→ Problems and tasks
A) According to the passage about the album Talk to Me, which company acquired the domestic home video rights to the Xuxa television series in 1994?
B) Retype the portion of the passage about the album Talk to Me starting at "An English language" and ending at "album was named.".

(Provided passage)

Talk to Me is the first English language album by Brazilian, singer, presenter and actress Xuxa. The album is a compilation of Xuxa's most popular songs in English versions for her TV show - Xuxa - but the material was never released commercially neither in America, nor in Brazil.

Background 
Xuxa is a Brazilian entertainer who made her singing debut in 1985 with the Portuguese language album Xuxa e Seus Amigos. In 1990, she began releasing Spanish music in both North and South America, which was well received.

An English language album for the U.S. market was planned to hit stores in 1994, to coincide with the release of the second season of her English language variety show Xuxa. The album was to consist of 20 English adaptions of her previous Portuguese songs and one new original song, Talk to Me for which the album was named.

Production
For the American television show, Xuxa re-recorded several of her hits in English. The songs have had their length shortened - allegedly a decision by the network so they were not long and tiring. In addition to the hits already known to her Latin fans, Xuxa also recorded an entire new song titled Talk to me, which explicitly made an appeal for the public to be patient in regards to her poor English. The song featured a typical Brazilian sound with drums, also known in her native as "Axé" (ah-sheh).

Most songs have simply added new voice over the instrumental material used in her Spanish and Portuguese versions. In majority most of the lyrics were translations with words carefully chosen not to lose rhyme however songs such as Do Say have turned out completely unrelated to its Portuguese and Spanish counterparts. The opening and closing theme used in the show was Xuxa's Theme (in Portuguese "O Xou da Xuxa Começou").

The songs have only been released on cassette tape.

Availability 
In 1994, the Sony Wonder has acquired domestic home video rights of television series Xuxa, and launched two gift boxes on VHS: Xuxa: Funtastic Birthday Party and Xuxa Celebration! with Cheech Marin.

A counterfeit version of the unreleased CD ripped from old VHS tapes and featuring poor quality for most songs have been found in online shops. It appears that these fake CDs were selling reasonably well until Xuxa Produções (Xuxa's production company) got them removed.

Track listing

Performances 
Many of the tracks from this album were performed on her show, several of them were also released on cassette tapes which were included with the line of Xuxa dolls produced by RoseArt in 1993. Low-quality, unofficial versions of this album have circulated on the market but no official studio version has been released.

(End Provided passage)
(Given records)

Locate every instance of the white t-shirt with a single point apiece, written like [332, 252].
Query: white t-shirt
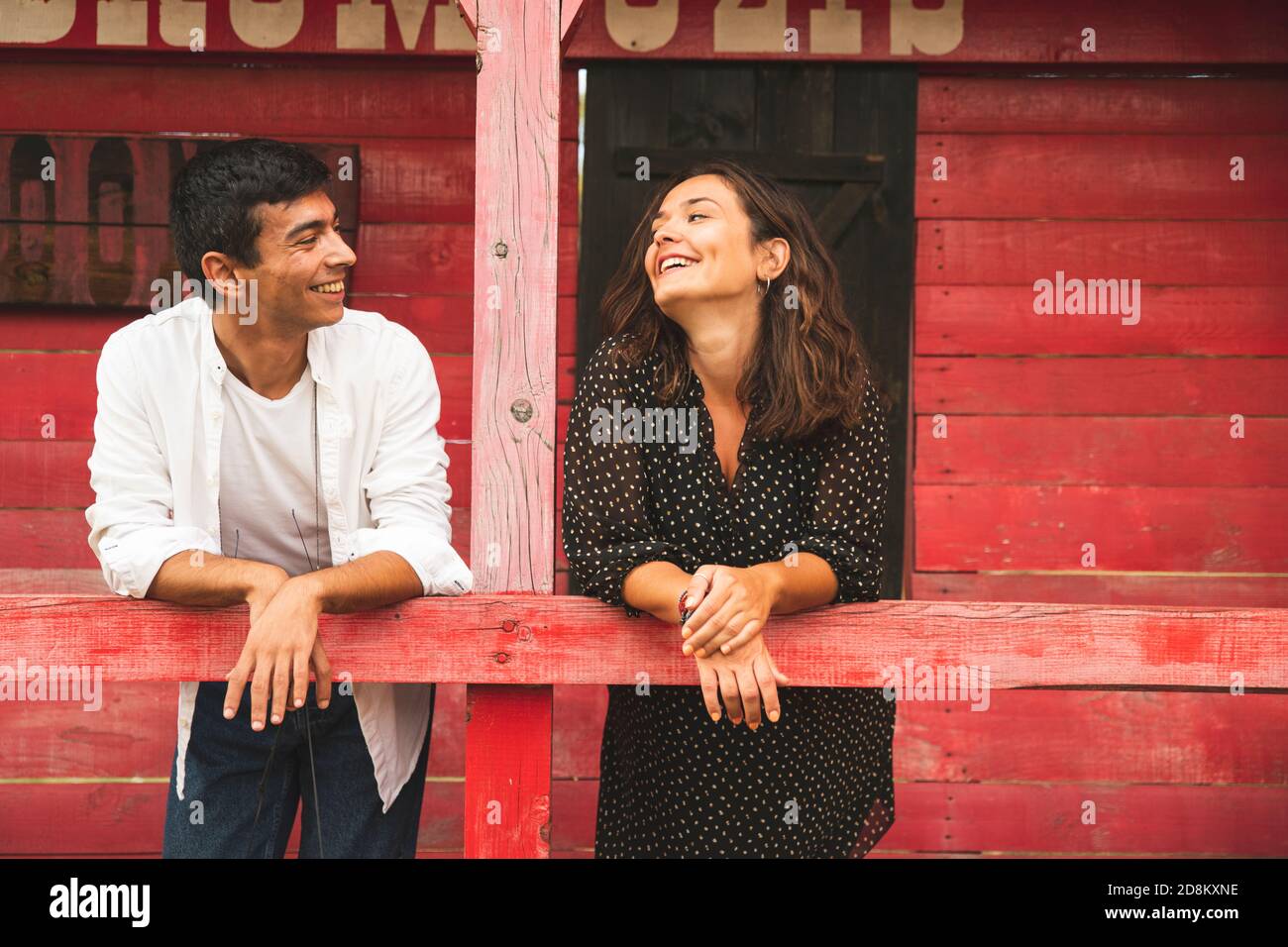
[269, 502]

(End Given records)
(Given records)

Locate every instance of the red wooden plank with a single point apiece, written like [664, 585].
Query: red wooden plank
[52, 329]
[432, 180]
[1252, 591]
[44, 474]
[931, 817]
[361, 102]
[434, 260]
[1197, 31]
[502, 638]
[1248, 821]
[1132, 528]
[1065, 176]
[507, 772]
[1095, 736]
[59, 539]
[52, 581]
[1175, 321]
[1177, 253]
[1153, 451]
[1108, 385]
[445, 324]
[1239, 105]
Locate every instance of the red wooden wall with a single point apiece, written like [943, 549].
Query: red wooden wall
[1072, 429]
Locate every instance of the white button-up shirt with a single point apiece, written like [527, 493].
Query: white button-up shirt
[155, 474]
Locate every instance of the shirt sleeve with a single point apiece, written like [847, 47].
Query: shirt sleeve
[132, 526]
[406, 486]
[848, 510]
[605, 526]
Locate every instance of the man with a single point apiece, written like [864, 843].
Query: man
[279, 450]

(End Given records)

→ Responses
A) Sony Wonder

B)
An English language album for the U.S. market was planned to hit stores in 1994, to coincide with the release of the second season of her English language variety show Xuxa. The album was to consist of 20 English adaptions of her previous Portuguese songs and one new original song, Talk to Me for which the album was named.